> _Short task_:
Copy every entry precisely.

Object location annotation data
----------------------------------------

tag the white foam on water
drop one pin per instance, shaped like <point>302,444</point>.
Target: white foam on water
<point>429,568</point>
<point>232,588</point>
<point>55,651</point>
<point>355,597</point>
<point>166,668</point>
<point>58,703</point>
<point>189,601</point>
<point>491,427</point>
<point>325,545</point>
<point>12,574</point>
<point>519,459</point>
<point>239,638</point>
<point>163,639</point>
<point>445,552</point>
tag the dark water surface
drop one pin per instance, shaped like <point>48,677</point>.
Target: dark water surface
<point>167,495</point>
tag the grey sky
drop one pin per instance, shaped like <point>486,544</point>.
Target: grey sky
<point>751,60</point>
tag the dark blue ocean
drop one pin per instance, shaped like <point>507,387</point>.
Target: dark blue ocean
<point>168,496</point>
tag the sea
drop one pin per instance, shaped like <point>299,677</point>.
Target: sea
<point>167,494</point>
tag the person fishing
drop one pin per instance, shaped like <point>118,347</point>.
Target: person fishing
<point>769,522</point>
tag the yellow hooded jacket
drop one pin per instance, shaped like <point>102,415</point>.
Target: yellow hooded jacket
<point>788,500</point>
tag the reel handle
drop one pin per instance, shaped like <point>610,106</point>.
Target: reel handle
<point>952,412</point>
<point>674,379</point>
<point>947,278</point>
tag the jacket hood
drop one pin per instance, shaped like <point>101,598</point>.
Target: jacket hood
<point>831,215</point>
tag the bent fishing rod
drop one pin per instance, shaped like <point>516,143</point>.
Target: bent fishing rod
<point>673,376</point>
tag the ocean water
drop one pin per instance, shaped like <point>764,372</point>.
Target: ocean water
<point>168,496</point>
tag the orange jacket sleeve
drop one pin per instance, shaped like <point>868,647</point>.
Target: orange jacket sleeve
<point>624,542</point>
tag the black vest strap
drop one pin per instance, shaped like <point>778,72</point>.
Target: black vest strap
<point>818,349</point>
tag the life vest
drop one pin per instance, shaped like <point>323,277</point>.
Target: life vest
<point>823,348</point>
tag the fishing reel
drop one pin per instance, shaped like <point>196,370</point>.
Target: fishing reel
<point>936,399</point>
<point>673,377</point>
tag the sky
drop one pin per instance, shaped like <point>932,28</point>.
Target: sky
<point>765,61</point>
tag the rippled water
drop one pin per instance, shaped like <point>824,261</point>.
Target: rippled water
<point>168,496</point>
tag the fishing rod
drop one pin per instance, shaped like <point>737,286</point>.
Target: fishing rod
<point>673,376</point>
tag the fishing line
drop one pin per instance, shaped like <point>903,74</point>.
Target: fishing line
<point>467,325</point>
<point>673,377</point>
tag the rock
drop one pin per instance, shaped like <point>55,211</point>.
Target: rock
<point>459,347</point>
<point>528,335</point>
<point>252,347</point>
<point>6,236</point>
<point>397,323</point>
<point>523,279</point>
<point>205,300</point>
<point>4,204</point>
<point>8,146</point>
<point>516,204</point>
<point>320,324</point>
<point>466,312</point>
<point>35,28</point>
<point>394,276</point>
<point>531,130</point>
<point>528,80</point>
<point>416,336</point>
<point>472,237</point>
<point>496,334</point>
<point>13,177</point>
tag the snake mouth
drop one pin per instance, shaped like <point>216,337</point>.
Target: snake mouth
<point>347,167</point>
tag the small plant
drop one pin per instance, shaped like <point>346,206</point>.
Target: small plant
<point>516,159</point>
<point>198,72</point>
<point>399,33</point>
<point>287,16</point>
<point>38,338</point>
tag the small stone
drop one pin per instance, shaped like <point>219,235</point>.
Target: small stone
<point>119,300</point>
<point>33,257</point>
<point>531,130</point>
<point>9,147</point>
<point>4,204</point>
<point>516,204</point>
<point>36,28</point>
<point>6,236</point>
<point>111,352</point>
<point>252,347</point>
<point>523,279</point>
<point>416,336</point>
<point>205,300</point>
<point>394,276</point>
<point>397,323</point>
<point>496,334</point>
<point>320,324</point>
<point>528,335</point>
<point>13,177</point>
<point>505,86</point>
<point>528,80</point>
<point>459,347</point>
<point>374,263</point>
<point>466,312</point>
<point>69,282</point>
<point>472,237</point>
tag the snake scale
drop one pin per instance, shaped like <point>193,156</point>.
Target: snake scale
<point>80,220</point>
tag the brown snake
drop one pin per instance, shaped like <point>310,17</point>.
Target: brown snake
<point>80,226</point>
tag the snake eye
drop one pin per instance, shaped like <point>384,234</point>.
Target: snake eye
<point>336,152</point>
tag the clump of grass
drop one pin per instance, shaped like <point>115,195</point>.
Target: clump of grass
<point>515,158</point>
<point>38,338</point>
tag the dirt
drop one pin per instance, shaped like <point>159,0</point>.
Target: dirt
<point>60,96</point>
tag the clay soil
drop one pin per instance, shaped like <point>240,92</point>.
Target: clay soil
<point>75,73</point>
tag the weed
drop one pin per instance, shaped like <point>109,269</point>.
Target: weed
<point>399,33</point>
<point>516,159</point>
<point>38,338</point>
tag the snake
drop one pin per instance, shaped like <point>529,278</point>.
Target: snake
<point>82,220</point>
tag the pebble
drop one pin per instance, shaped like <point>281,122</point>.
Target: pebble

----------------------------------------

> _Complete response_:
tag the white foam on water
drop one pin per instance, shaped like <point>302,444</point>.
Target: white foam on water
<point>429,568</point>
<point>232,588</point>
<point>55,651</point>
<point>355,597</point>
<point>166,668</point>
<point>58,703</point>
<point>189,601</point>
<point>491,427</point>
<point>325,545</point>
<point>12,574</point>
<point>519,459</point>
<point>239,638</point>
<point>163,639</point>
<point>445,552</point>
tag the dark water surface
drop one pin per instance, shaped like <point>48,677</point>.
Target: dark water surface
<point>167,495</point>
tag the grey sky
drop one pin per instance, shaped like <point>486,544</point>.
Target: grey sky
<point>751,60</point>
tag the dark blue ocean
drop one pin per instance, shaped like <point>507,387</point>.
Target: dark blue ocean
<point>168,496</point>
tag the sea
drop one pin per instance, shaped like <point>299,677</point>.
Target: sea
<point>167,494</point>
tag the person fishing
drop one pin per instance, shaped like <point>118,347</point>.
Target: person fishing
<point>769,522</point>
tag the yellow hooded jacket
drop one pin per instance, shaped like <point>102,415</point>.
Target: yellow hooded jacket
<point>788,500</point>
tag the reel handle
drop one pin per instance, shaped like <point>610,106</point>.
Target: reel handle
<point>952,412</point>
<point>674,379</point>
<point>947,278</point>
tag the jacket hood
drop one pin per instance, shaped like <point>101,598</point>.
Target: jacket hood
<point>831,215</point>
tag the bent fishing rod
drop one pin per instance, shaped like <point>516,143</point>.
Target: bent fishing rod
<point>673,376</point>
tag the ocean water
drop one pin per instance, shaped like <point>764,372</point>.
Target: ocean water
<point>168,496</point>
tag the orange jacket sleeve
drop one pin per instance, shaped like <point>868,647</point>.
Target: orange jacket sleeve
<point>624,542</point>
tag the black vest strap
drop one pin per instance, shaped like <point>778,72</point>.
Target: black vest strap
<point>818,349</point>
tag the life vest
drop one pin per instance, shaped like <point>323,277</point>.
Target: life vest
<point>823,348</point>
tag the fishing reel
drop one pin per instance, shaped like <point>196,370</point>.
Target: fishing reel
<point>936,399</point>
<point>673,377</point>
tag the sky
drop one pin per instance, shaped like <point>932,28</point>.
Target: sky
<point>765,61</point>
tag the rippled water
drop one pin per instance, shaped like <point>824,261</point>.
Target: rippled water
<point>168,496</point>
tag the fishing rod
drop one pin per instance, shaped like <point>737,286</point>.
Target: fishing rod
<point>673,376</point>
tag the fishing line
drop one pin per instance, shaped like <point>903,74</point>.
Target: fishing line
<point>467,325</point>
<point>673,377</point>
tag the rock
drop one pin per instance, shaped like <point>55,211</point>.
Target: rock
<point>459,347</point>
<point>528,335</point>
<point>252,347</point>
<point>6,236</point>
<point>397,323</point>
<point>523,279</point>
<point>205,300</point>
<point>4,204</point>
<point>8,146</point>
<point>516,204</point>
<point>320,324</point>
<point>466,312</point>
<point>35,28</point>
<point>394,276</point>
<point>531,130</point>
<point>528,80</point>
<point>416,336</point>
<point>472,237</point>
<point>496,334</point>
<point>13,177</point>
tag the snake mouth
drop one pin per instance, shaped like <point>216,337</point>.
Target: snake mouth
<point>347,167</point>
tag the small plant
drop one pin per instance, shaped like <point>346,206</point>.
Target: small plant
<point>516,159</point>
<point>198,72</point>
<point>399,33</point>
<point>287,16</point>
<point>38,338</point>
tag the small stone
drop one pin per instance, shaped like <point>219,235</point>.
Target: small stone
<point>119,300</point>
<point>33,257</point>
<point>531,130</point>
<point>9,147</point>
<point>4,204</point>
<point>516,204</point>
<point>36,28</point>
<point>6,236</point>
<point>111,352</point>
<point>252,347</point>
<point>523,279</point>
<point>416,336</point>
<point>205,300</point>
<point>394,276</point>
<point>397,323</point>
<point>496,334</point>
<point>320,324</point>
<point>528,335</point>
<point>13,177</point>
<point>505,86</point>
<point>528,80</point>
<point>459,347</point>
<point>374,263</point>
<point>466,312</point>
<point>69,282</point>
<point>472,237</point>
tag the snake scale
drop one pin per instance, shaped like <point>193,156</point>.
Target: snake scale
<point>80,220</point>
tag the brown snake
drop one pin per instance, shaped like <point>310,17</point>.
Target: brown snake
<point>80,226</point>
tag the snake eye
drop one pin per instance, shaped like <point>384,234</point>.
Target: snake eye
<point>336,152</point>
tag the clump of grass
drop one pin per instance, shaped like <point>115,195</point>.
Target: clump of grass
<point>515,158</point>
<point>38,338</point>
tag the dirt
drop one pin per instance, shaped like <point>159,0</point>.
Target: dirt
<point>60,96</point>
tag the clay soil
drop one pin per instance, shaped like <point>240,92</point>.
Target: clay soil
<point>75,73</point>
tag the weed
drop one pin per instance, shaped like <point>109,269</point>.
Target: weed
<point>399,33</point>
<point>516,159</point>
<point>38,338</point>
tag the snake
drop one pin per instance, shaped like <point>529,278</point>.
Target: snake
<point>82,220</point>
tag the pebble
drop one pin per instance, shaped like <point>281,122</point>.
Target: pebble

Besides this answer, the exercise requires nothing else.